▶ **WHAT THE EXERCISE ASKS**: Your response should be the lines from the one containing "# point at: the photo" through the end of the material, copied exactly and with nothing added.

▶ **MATERIALS PROVIDED**:
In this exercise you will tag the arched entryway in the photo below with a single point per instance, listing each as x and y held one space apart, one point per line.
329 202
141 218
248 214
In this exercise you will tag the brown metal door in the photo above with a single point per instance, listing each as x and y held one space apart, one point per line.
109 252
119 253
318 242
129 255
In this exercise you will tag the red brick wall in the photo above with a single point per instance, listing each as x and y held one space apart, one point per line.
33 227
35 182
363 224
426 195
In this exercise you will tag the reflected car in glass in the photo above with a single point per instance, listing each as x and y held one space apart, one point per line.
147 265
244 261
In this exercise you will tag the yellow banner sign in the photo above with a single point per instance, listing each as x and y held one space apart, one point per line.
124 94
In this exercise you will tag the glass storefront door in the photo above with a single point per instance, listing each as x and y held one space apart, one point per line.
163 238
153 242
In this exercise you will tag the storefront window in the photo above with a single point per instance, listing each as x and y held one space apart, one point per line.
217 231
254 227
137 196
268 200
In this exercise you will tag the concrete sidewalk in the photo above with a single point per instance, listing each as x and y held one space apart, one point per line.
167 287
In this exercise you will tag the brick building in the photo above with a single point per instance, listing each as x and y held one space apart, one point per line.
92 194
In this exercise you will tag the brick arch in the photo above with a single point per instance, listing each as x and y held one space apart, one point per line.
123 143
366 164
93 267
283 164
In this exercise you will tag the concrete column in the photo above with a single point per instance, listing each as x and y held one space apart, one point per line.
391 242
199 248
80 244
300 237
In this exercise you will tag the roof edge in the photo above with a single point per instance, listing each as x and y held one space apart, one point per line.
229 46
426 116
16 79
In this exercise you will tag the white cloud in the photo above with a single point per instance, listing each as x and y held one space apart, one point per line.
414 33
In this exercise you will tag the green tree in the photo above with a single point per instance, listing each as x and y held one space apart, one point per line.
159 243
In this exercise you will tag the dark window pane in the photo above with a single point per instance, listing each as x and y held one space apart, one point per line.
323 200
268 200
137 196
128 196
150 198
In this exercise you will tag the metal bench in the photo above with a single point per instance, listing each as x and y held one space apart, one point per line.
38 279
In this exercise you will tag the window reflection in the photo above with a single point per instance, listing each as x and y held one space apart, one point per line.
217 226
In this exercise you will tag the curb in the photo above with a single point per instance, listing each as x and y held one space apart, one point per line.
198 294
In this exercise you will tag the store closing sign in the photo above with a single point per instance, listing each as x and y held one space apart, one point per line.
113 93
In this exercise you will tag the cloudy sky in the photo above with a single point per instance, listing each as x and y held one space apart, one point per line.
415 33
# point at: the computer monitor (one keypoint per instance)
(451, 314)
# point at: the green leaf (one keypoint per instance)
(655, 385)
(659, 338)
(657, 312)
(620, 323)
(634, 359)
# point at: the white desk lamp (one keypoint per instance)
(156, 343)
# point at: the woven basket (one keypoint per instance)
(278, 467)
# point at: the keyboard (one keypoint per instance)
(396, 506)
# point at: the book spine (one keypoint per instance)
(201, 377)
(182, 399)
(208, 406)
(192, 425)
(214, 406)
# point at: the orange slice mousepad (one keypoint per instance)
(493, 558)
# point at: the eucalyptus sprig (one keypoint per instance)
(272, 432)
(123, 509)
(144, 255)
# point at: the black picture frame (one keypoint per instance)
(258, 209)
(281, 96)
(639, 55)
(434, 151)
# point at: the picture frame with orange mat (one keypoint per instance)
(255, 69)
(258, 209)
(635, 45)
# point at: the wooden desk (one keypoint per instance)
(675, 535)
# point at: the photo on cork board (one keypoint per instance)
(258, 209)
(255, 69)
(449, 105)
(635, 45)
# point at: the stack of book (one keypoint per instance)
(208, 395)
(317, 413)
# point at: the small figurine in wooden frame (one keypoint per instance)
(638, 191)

▶ **SOLUTION**:
# point at: the photo on cork board (one keypoint per instance)
(258, 209)
(255, 69)
(449, 105)
(635, 45)
# point at: the stack of book (one keypoint per instance)
(208, 395)
(317, 413)
# point at: the small figurine in wooden frame (one keypoint per instance)
(638, 191)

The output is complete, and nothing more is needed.